-- Supplied information start --

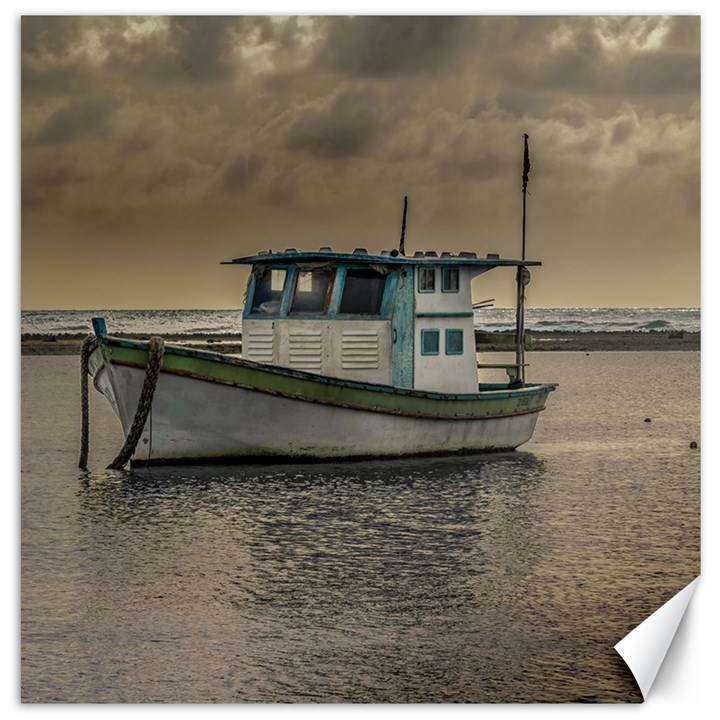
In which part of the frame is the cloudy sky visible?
[20,16,700,309]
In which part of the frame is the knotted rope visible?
[78,335,95,470]
[108,337,165,470]
[78,335,165,470]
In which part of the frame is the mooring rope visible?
[78,335,95,470]
[108,337,165,470]
[78,335,165,470]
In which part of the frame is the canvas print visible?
[20,16,701,704]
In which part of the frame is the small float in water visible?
[80,138,555,467]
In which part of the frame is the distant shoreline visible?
[20,330,700,355]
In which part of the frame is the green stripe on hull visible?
[90,338,554,420]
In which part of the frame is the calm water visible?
[22,352,700,703]
[20,307,700,337]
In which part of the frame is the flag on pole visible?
[523,133,532,192]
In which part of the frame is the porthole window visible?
[290,268,333,315]
[442,268,460,292]
[418,268,435,292]
[420,330,440,355]
[252,268,287,315]
[338,268,387,315]
[445,328,463,355]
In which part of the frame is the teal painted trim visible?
[417,267,437,294]
[92,318,107,337]
[225,252,542,270]
[415,311,475,317]
[328,265,352,317]
[420,328,440,355]
[242,273,256,320]
[440,267,460,293]
[445,328,465,355]
[390,267,415,388]
[380,272,400,318]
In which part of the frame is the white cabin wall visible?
[415,318,478,393]
[415,262,478,393]
[243,318,391,384]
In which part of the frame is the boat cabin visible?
[230,248,540,393]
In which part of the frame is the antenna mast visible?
[398,195,407,255]
[515,133,532,386]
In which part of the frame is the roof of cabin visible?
[221,247,542,267]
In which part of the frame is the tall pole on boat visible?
[515,133,531,385]
[398,195,407,255]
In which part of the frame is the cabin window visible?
[420,330,440,355]
[442,268,460,292]
[445,328,463,355]
[290,268,332,315]
[418,268,435,292]
[252,268,287,315]
[338,268,387,315]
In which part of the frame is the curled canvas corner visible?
[615,577,700,700]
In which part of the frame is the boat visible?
[81,141,556,467]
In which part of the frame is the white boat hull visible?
[95,363,538,463]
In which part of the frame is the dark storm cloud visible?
[611,118,635,145]
[222,153,265,194]
[315,17,466,78]
[21,16,699,304]
[285,89,384,158]
[494,18,700,97]
[35,100,117,144]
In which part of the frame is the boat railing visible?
[477,363,528,383]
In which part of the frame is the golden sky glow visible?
[21,16,700,309]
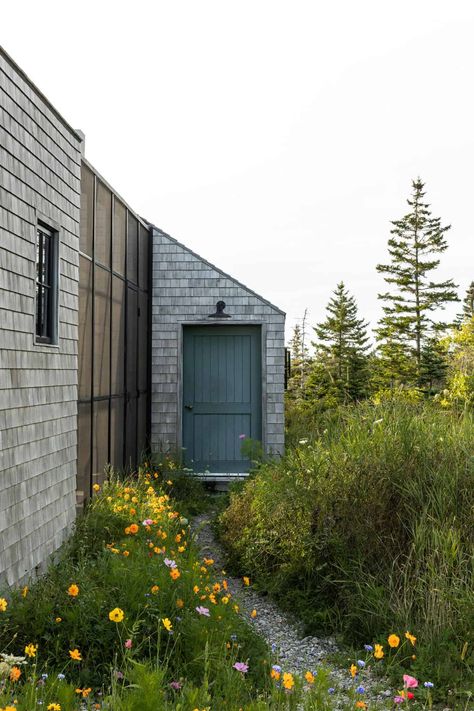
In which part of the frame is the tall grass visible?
[221,402,474,700]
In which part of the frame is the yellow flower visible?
[109,607,125,622]
[374,644,383,659]
[76,687,92,699]
[161,617,173,632]
[387,634,400,649]
[25,644,38,657]
[10,667,21,681]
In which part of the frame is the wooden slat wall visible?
[0,49,81,585]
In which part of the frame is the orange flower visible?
[374,644,384,659]
[10,667,21,681]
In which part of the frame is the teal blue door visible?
[183,325,262,474]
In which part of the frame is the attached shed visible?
[151,228,285,479]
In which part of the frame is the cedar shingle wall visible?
[151,229,285,462]
[0,51,80,584]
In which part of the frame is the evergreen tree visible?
[377,178,458,379]
[419,338,448,395]
[288,318,309,400]
[308,282,369,406]
[459,281,474,322]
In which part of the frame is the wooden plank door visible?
[183,325,262,474]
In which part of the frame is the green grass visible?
[221,402,474,695]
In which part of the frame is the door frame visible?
[176,319,267,468]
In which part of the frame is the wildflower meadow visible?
[0,458,468,711]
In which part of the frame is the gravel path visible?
[192,512,350,687]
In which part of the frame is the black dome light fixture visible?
[208,301,231,318]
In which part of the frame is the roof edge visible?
[0,45,82,142]
[146,218,286,316]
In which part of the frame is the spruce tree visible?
[461,281,474,321]
[419,338,448,395]
[308,281,369,406]
[288,320,309,400]
[376,178,458,381]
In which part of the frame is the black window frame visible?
[35,221,59,346]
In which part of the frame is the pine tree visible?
[377,178,458,379]
[419,338,448,395]
[460,281,474,321]
[288,318,309,400]
[308,282,369,406]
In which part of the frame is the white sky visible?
[0,0,474,344]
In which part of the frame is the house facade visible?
[0,49,284,586]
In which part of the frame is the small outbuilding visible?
[151,227,285,479]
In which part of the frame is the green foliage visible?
[306,282,369,408]
[377,178,458,385]
[438,317,474,409]
[221,404,474,700]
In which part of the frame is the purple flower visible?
[232,662,249,674]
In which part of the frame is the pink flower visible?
[232,662,249,674]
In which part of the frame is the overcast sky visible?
[0,0,474,344]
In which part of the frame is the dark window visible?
[36,225,58,343]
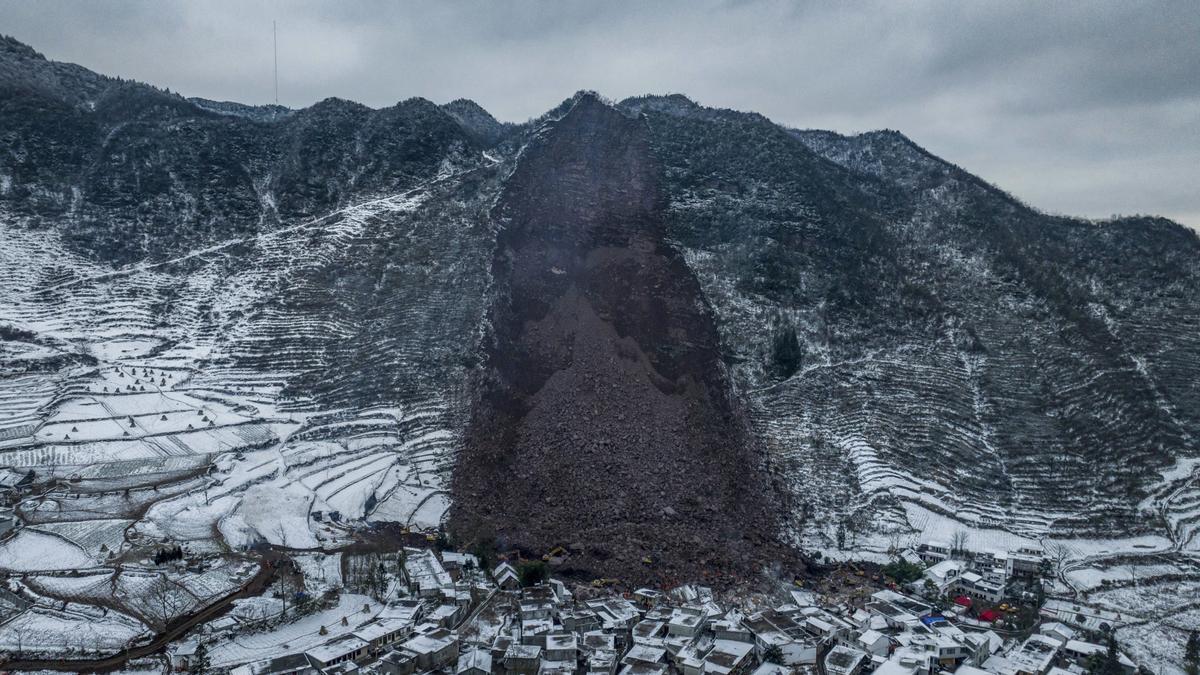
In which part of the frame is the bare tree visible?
[145,574,192,629]
[1045,542,1072,577]
[950,530,971,557]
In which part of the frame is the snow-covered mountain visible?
[0,38,1200,579]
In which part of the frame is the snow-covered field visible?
[0,190,475,661]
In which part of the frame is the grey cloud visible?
[0,0,1200,226]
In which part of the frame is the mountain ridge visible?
[0,40,1200,580]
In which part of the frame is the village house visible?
[824,645,870,675]
[404,549,455,598]
[504,645,541,675]
[229,653,319,675]
[350,619,413,653]
[400,628,458,671]
[492,562,521,591]
[455,649,492,675]
[305,635,371,670]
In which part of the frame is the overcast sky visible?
[0,0,1200,228]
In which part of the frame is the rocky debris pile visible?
[451,95,778,583]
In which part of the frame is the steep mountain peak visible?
[187,96,295,121]
[0,34,46,61]
[619,94,703,115]
[442,98,512,145]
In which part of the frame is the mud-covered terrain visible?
[451,95,778,579]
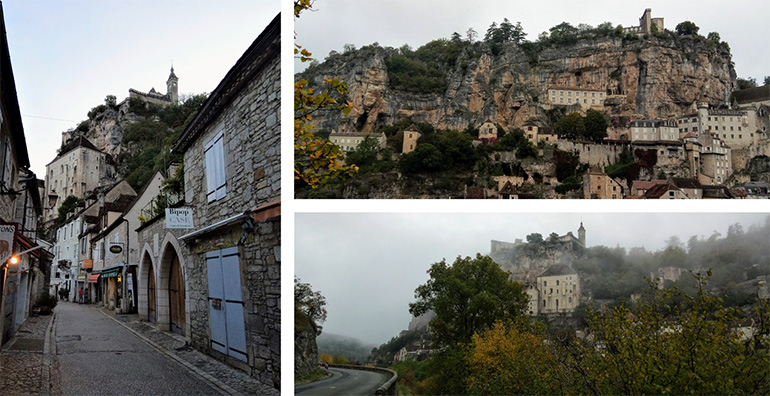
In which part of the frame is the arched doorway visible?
[168,251,185,335]
[147,262,158,323]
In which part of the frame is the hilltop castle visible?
[623,8,663,35]
[128,66,179,106]
[489,222,586,315]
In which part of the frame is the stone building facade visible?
[329,132,386,151]
[401,124,421,154]
[127,66,179,107]
[537,264,581,314]
[137,15,281,388]
[0,3,51,346]
[547,87,606,111]
[583,168,623,199]
[45,136,116,222]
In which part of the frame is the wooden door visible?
[168,254,185,335]
[147,264,156,323]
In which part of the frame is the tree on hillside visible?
[465,28,479,44]
[736,77,757,89]
[294,276,326,334]
[409,254,529,347]
[554,113,586,139]
[294,0,358,188]
[553,276,770,395]
[675,21,700,36]
[527,232,543,243]
[466,321,559,395]
[584,109,609,142]
[56,195,83,224]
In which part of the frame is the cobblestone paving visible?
[0,316,53,395]
[0,310,280,396]
[102,310,280,396]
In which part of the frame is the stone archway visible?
[155,234,189,337]
[168,252,187,335]
[137,249,157,323]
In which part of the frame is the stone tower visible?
[578,221,586,247]
[166,66,179,104]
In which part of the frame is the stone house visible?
[544,86,606,112]
[401,124,421,154]
[136,14,281,389]
[0,4,51,345]
[524,124,559,145]
[537,264,580,314]
[583,167,623,199]
[479,120,497,139]
[45,136,115,222]
[127,66,179,107]
[642,183,688,199]
[329,132,387,151]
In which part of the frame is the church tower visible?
[166,66,179,104]
[578,221,586,247]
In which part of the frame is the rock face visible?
[62,102,139,158]
[302,35,736,132]
[294,310,318,375]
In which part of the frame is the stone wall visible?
[176,25,281,388]
[557,140,630,167]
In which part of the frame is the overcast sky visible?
[3,0,280,178]
[294,213,768,345]
[295,0,770,83]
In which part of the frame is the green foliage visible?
[554,176,583,194]
[583,109,609,142]
[385,55,446,93]
[409,254,529,346]
[398,143,444,173]
[553,150,587,182]
[33,291,58,315]
[56,195,83,224]
[674,21,700,36]
[736,77,757,89]
[294,276,326,334]
[527,232,543,243]
[554,113,586,140]
[345,136,384,174]
[556,276,770,395]
[118,94,207,191]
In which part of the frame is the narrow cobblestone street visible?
[0,302,279,396]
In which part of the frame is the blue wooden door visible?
[206,247,248,362]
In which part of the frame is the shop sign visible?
[166,208,193,228]
[0,224,16,264]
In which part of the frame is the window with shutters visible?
[206,132,227,202]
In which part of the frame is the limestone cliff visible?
[294,309,318,375]
[302,33,736,132]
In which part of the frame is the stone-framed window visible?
[206,131,227,202]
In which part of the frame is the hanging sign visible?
[0,224,16,264]
[166,208,193,228]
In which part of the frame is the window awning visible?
[101,267,122,278]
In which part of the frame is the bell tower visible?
[166,66,179,104]
[578,221,586,247]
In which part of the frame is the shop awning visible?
[101,266,123,278]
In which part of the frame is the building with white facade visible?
[547,87,606,111]
[44,136,116,222]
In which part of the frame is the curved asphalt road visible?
[52,302,221,396]
[294,368,388,396]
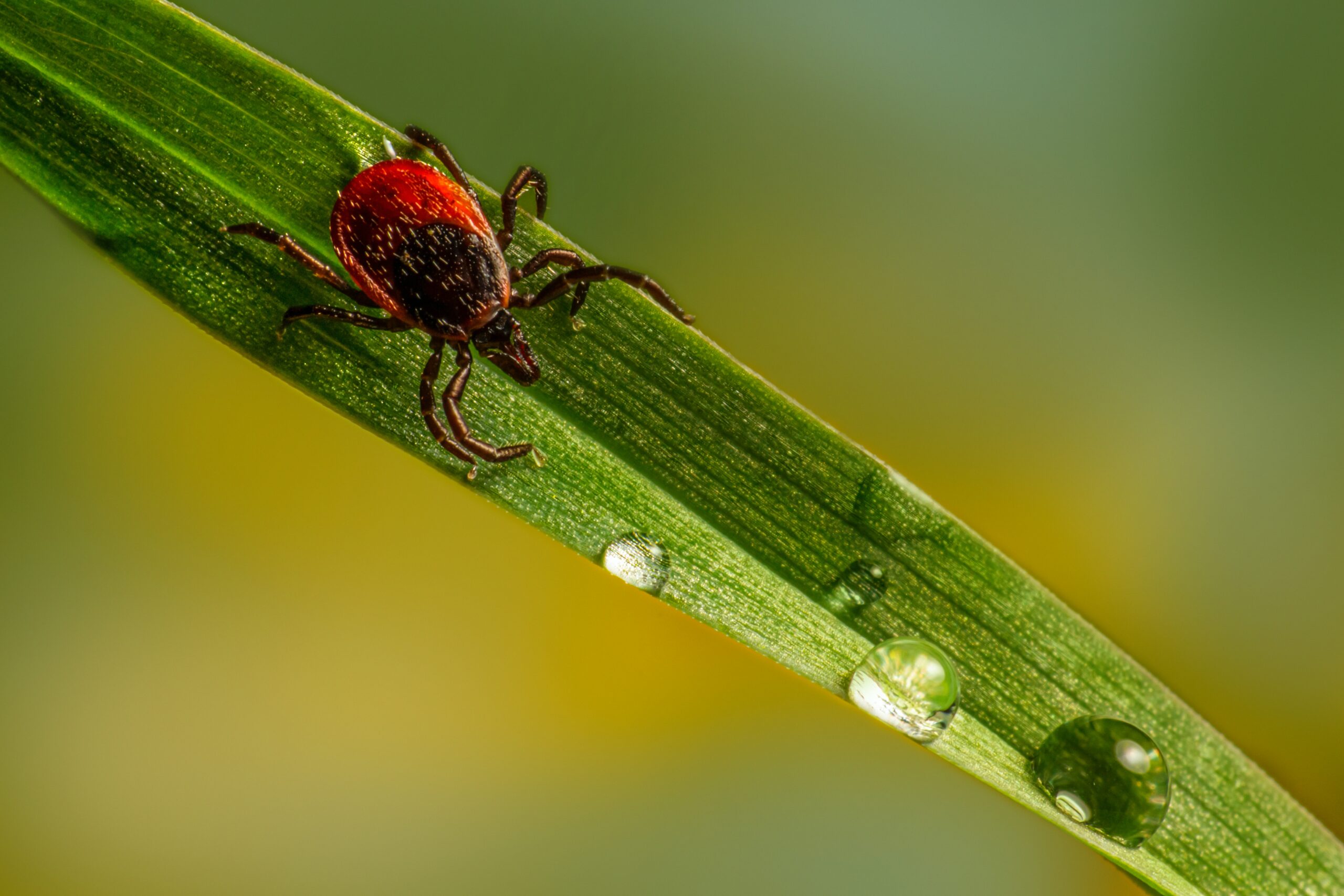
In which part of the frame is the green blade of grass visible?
[0,0,1344,893]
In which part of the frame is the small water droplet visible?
[602,532,672,594]
[1034,716,1171,846]
[849,638,961,743]
[821,560,887,615]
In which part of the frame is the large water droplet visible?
[1034,716,1171,846]
[821,560,887,615]
[849,638,961,743]
[602,532,672,594]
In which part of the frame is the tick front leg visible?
[421,336,476,480]
[511,265,695,324]
[222,220,377,308]
[495,165,545,251]
[402,125,481,208]
[276,305,411,339]
[444,343,542,466]
[508,248,583,283]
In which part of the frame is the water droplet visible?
[849,638,961,743]
[1034,716,1171,846]
[602,532,672,594]
[821,560,887,615]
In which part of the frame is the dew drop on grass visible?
[1034,716,1171,846]
[821,560,887,615]
[849,638,961,743]
[602,532,672,594]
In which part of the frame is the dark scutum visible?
[393,224,508,333]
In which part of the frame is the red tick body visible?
[225,128,695,478]
[331,159,509,333]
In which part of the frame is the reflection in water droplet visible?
[1034,716,1171,846]
[602,532,672,594]
[821,560,887,615]
[849,638,961,743]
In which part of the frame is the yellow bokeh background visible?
[0,0,1344,894]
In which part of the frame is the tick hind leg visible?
[509,265,695,324]
[444,343,543,478]
[222,220,377,308]
[276,305,411,339]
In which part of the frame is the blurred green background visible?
[0,0,1344,894]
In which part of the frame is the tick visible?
[225,127,695,480]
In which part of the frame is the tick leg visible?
[421,336,476,480]
[223,220,377,308]
[509,265,695,324]
[508,248,583,283]
[403,125,481,208]
[444,343,532,463]
[276,305,411,339]
[495,165,545,251]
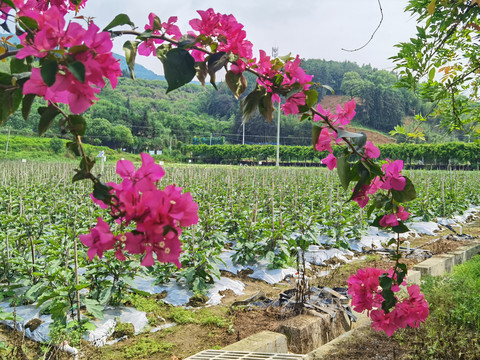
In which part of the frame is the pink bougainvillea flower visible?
[16,6,122,114]
[347,268,386,312]
[86,153,198,267]
[322,154,337,170]
[395,206,410,221]
[380,159,406,191]
[352,185,370,208]
[347,268,429,336]
[366,176,383,195]
[79,217,115,261]
[315,127,336,153]
[282,92,306,115]
[336,99,357,125]
[380,214,398,227]
[380,206,410,227]
[117,153,165,191]
[313,104,336,121]
[363,140,380,159]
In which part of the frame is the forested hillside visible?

-- Supplied information end --

What the task asks
Could you copy the lines above word for word, starting at the line that contains "In which part of the frame is the stone-framed" and ending after the line that contains "[101,267,122,278]"?

Exercise solution
In which part of the frame is the stone-framed window visible?
[206,131,227,202]
In which part of the frame is the hanging sign visible?
[0,224,16,264]
[166,208,193,228]
In which part of the frame is the window awning visible?
[101,267,122,278]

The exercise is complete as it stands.